Is there data tracked anywhere that has seen how traffic changes when these projects are completed? I think that's critical to share when future meetings happen and people use the traffic arguments. I understand how the "perception" of a 200 unit project could seem crazy for traffic. But in reality, most of those cars are probably used for 2 "in+out" trips a day and are present in the area for less than 30 seconds. So spread out over the day with a few "peaks" at 8 and 5:30....i can't see it actually creating issues.

Maybe left turns out of areas could be backed up? Anyone have data or first hand experience?
I remember seeing a public presentation by someone in the City that analyzed this very thing years ago (I can't recall where I saw it, might be on Youtube). That said, I don't know if the data is made public.
 
Given that it is so close to the LRT, I suspect that many of the people who live there will actually use it regularly or often. Yes, they may still have vehicles they use occasionally, so they may still need or want parking spaces.

(PROVIDED DATA):
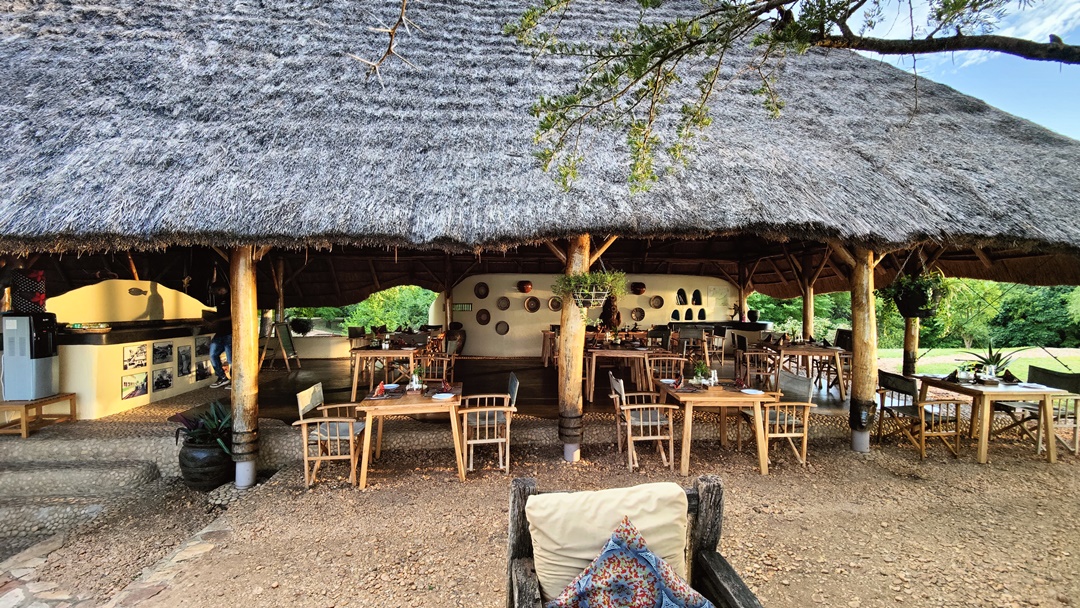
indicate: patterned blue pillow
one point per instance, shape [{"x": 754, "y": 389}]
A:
[{"x": 626, "y": 575}]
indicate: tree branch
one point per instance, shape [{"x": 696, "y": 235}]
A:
[{"x": 1026, "y": 49}]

(EXERCISES):
1: Answer these questions about the traffic discussion:
(a) How many units does the project mentioned as an example have?
(b) At what times of day does the writer expect the traffic "peaks"?
(c) Where does the second writer think the City presentation might have been seen?
2: Can you reproduce the traffic discussion from "Maybe left turns" up to and including "is made public."?

(SOLUTIONS BY TASK):
1:
(a) 200 units.
(b) At 8 and 5:30.
(c) Possibly on Youtube.

2:
Maybe left turns out of areas could be backed up? Anyone have data or first hand experience?
I remember seeing a public presentation by someone in the City that analyzed this very thing years ago (I can't recall where I saw it, might be on Youtube). That said, I don't know if the data is made public.